Brief A -
Pull out every line of the records below that contains the word "shoe".

Extract -
———

Tantō Liveblogging
It’s six a.m. in Sydney.
gulp
Long innings at the top
— John Howard is the second longest-serving Prime Minister in Australia. The longest-serving was Robert Menzies, right, who held office twice for a total of 18 years
— During his ten years in power, Mr Howard has outlasted five Japanese prime ministers, including Junichiro Koizumi – Japan’s longest-serving prime minister since the mid1980s
— He has also seen off four Italian prime ministers, among them Silvio Berlusconi – who himself spent longer in office than any postwar Italian prime minister Tony Blair entered office a few months before Mr Howard was elected, and Gerhard Schröder’s entire seven years in power as German Chancellor came during his rule
— Since 1997, Australia have won the Ashes five times and lost once.
— The population of the country has risen by two million since that year
— In the same period the England football team have had six head coaches: from Glenn Hoddle (1996-1999) through to Steve McClaren (2006-2007)
Telegraph - John Howard enjoys late surge in the polls
Doesn’t matter though, does it? Lots of losers have wandered around afterwards saying “yeah but we were on a winning trajectory!”

———

[Image object location entries]
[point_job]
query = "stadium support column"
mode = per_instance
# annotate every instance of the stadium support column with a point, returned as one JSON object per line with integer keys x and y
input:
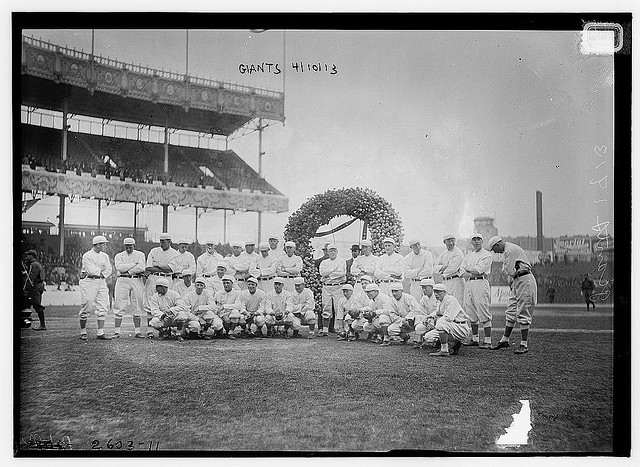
{"x": 61, "y": 225}
{"x": 165, "y": 207}
{"x": 260, "y": 153}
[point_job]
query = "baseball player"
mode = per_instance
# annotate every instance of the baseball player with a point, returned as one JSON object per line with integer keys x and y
{"x": 278, "y": 303}
{"x": 197, "y": 310}
{"x": 389, "y": 267}
{"x": 523, "y": 295}
{"x": 419, "y": 265}
{"x": 475, "y": 269}
{"x": 350, "y": 309}
{"x": 453, "y": 323}
{"x": 130, "y": 265}
{"x": 183, "y": 284}
{"x": 228, "y": 306}
{"x": 377, "y": 314}
{"x": 207, "y": 262}
{"x": 94, "y": 295}
{"x": 165, "y": 307}
{"x": 290, "y": 266}
{"x": 405, "y": 311}
{"x": 333, "y": 272}
{"x": 304, "y": 310}
{"x": 363, "y": 265}
{"x": 426, "y": 330}
{"x": 275, "y": 252}
{"x": 267, "y": 266}
{"x": 251, "y": 307}
{"x": 32, "y": 289}
{"x": 157, "y": 266}
{"x": 182, "y": 262}
{"x": 448, "y": 265}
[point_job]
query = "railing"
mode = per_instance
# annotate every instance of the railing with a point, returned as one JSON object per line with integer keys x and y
{"x": 169, "y": 75}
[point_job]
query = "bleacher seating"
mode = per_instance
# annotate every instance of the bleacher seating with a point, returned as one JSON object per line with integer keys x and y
{"x": 141, "y": 161}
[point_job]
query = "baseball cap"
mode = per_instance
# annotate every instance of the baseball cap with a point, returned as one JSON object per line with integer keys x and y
{"x": 100, "y": 239}
{"x": 163, "y": 282}
{"x": 441, "y": 287}
{"x": 493, "y": 240}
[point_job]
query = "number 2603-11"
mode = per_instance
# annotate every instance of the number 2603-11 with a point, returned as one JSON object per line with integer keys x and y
{"x": 128, "y": 445}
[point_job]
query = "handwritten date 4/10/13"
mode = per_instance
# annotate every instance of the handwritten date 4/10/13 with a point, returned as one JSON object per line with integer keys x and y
{"x": 125, "y": 444}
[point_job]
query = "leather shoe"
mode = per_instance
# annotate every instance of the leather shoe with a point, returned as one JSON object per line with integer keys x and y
{"x": 500, "y": 345}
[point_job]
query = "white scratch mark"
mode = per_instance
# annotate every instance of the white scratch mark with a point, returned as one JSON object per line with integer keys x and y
{"x": 517, "y": 434}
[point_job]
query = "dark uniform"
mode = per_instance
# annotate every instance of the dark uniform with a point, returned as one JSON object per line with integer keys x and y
{"x": 32, "y": 289}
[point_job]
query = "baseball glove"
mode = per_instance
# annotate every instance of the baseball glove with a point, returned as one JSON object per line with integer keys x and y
{"x": 354, "y": 314}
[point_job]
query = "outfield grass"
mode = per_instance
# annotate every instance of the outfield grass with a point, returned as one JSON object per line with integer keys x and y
{"x": 316, "y": 395}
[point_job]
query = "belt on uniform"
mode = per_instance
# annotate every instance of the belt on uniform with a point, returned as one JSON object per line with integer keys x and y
{"x": 519, "y": 274}
{"x": 476, "y": 278}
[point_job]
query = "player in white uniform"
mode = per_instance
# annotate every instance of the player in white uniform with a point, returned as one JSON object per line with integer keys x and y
{"x": 275, "y": 252}
{"x": 267, "y": 266}
{"x": 333, "y": 272}
{"x": 277, "y": 305}
{"x": 182, "y": 261}
{"x": 290, "y": 266}
{"x": 251, "y": 307}
{"x": 405, "y": 312}
{"x": 389, "y": 267}
{"x": 419, "y": 265}
{"x": 157, "y": 266}
{"x": 207, "y": 262}
{"x": 130, "y": 265}
{"x": 164, "y": 310}
{"x": 524, "y": 292}
{"x": 304, "y": 310}
{"x": 377, "y": 314}
{"x": 94, "y": 295}
{"x": 227, "y": 302}
{"x": 363, "y": 265}
{"x": 426, "y": 330}
{"x": 453, "y": 324}
{"x": 183, "y": 283}
{"x": 448, "y": 265}
{"x": 197, "y": 310}
{"x": 475, "y": 269}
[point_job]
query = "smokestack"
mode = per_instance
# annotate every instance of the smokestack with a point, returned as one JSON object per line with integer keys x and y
{"x": 539, "y": 242}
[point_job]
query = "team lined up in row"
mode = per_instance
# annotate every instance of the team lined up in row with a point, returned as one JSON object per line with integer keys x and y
{"x": 261, "y": 294}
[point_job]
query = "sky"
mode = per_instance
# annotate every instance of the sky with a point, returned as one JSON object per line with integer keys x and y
{"x": 445, "y": 125}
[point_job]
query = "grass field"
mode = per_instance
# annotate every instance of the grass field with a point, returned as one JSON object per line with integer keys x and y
{"x": 316, "y": 395}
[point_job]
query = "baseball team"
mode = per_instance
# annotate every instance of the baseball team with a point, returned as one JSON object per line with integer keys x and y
{"x": 251, "y": 294}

———

Brief B -
Answer these questions using the liveblog above.
(i) Who was Australia's longest-serving Prime Minister?
(ii) How many Japanese prime ministers has Mr Howard outlasted?
(iii) How many head coaches has the England football team had in the period described?

Correct answer A -
query = "leather shoe"
# annotate every instance of the leather shoe with a point, returned as one JSON object per line with integer keys x and y

Correct answer B -
(i) Robert Menzies
(ii) Five
(iii) Six